Reformulez sous forme de liste le paragraphe du billet qui commence par « Peu à peu le concepteur », sans perdre ses faits principaux.

* [PASSAGE DU TEXTE]
- - - - - - -

Architecture : Rudy Riccioti, suite

26 Avril 2013 , Rédigé par Blogue-note de Jean Klépal

Deux lectures complémentaires : L’Impossible (mensuel, 7 €) ; Rudy Ricciotti, HQE (Le Gac Press, éd. 2013, 103 p., 13€)

 

Dans ma « Brèves n°6 » j’ai signalé l’existence de L’Impossible, un mensuel lancé en mars 2012, disponible en kiosques et dans certaines librairies. Le n° 12 vient de paraître en ce mois d’avril 2013, il consacre plusieurs pages à une « Image de l’architecte en miettes ». Rien que ça.

«Elle s’angoisse, elle vacille, un danger la menace, l’architecture : sa dilution, son émiettement en d’autres professions.»

Déjà en 1968, dans ses Mémoires d’un architecte, Fernand Pouillon prêtait une conversation  à deux de ses confrères :

- Que fais-tu ?

– Du sordide. Et toi ?  

– Moi aussi.

Depuis, le désenchantement n’a cessé de se développer, écrit l’auteur de l’article.

Peu à peu le concepteur a vu son rôle fondre dans la complexité des processus mis en œuvre. Les normes sont devenues accablantes, les équipes pluridisciplinaires exigées par les avis de concours s’apparentent parfois à un générique de film, les partenariats public-privé fragilisent l’architecte et le réduisent à un rôle de supplétif soumis aux injonctions des majors du bâtiment.

Ces phénomènes conduisent à des productions fréquemment navrantes, répétitives et stéréotypées. Un urbanisme planétaire uniforme développe un marché d’architectes vedettes devenus de simples marques commerciales. Ce marché s’apparente au mercato des footballeurs.

Face à cela, certains développent des postures médiatiques qui souvent sonnent le creux de l’outrance, d’autres, non moins soucieux de leur image, explorent des voies fondées sur des réflexions relatives à l’emploi de nouvelles techniques, des imaginaires particuliers, des préoccupations sociales, des enjeux culturels. Parmi ceux-ci figure « Ricciotti ou la version rock star, l’architecte en animal sexué et parfois destroy, tantôt en cuir noir, tantôt genre Vieux-Port, en espadrilles et débardeur bleu marine, musculature impeccable, bronzée.»

 

Evocation bienvenue au moment où parait la réédition « relue, réactualisée et augmentée d’un épilogue » de Rudy Ricciotti, HQE.

Deux textes de Ricciotti paraissent donc ce mois-ci (cf. blogue du 17 avril,  L’architecture est un sport de combat).

L’actualité du MuCem de Marseille constitue une belle opportunité éditoriale, dont nous ne nous plaindrons pas.

- - - - - - -

* [DONNÉES FOURNIES]
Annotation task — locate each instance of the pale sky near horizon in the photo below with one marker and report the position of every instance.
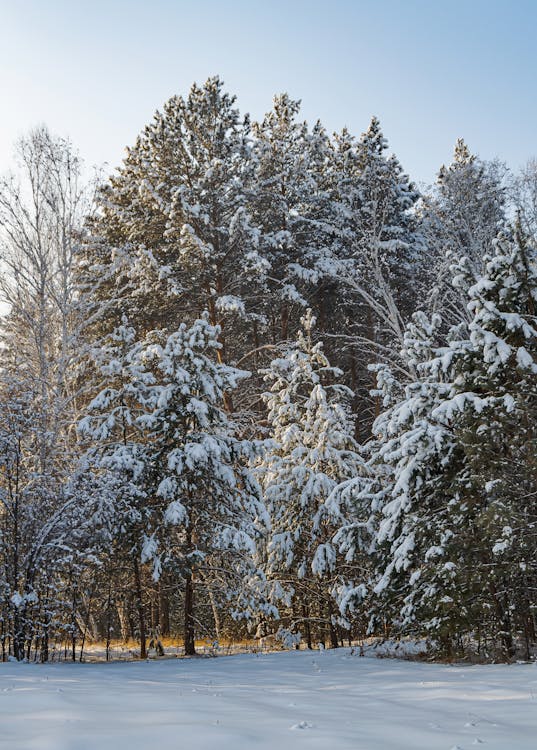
(432, 70)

- - - - - - -

* [RÉPONSE RÉDIGÉE]
- Le rôle du concepteur s'est peu à peu fondu dans la complexité des processus mis en œuvre.
- Les normes sont devenues accablantes.
- Les équipes pluridisciplinaires exigées par les avis de concours ressemblent parfois à un générique de film.
- Les partenariats public-privé fragilisent l'architecte et le réduisent à un rôle de supplétif soumis aux injonctions des majors du bâtiment.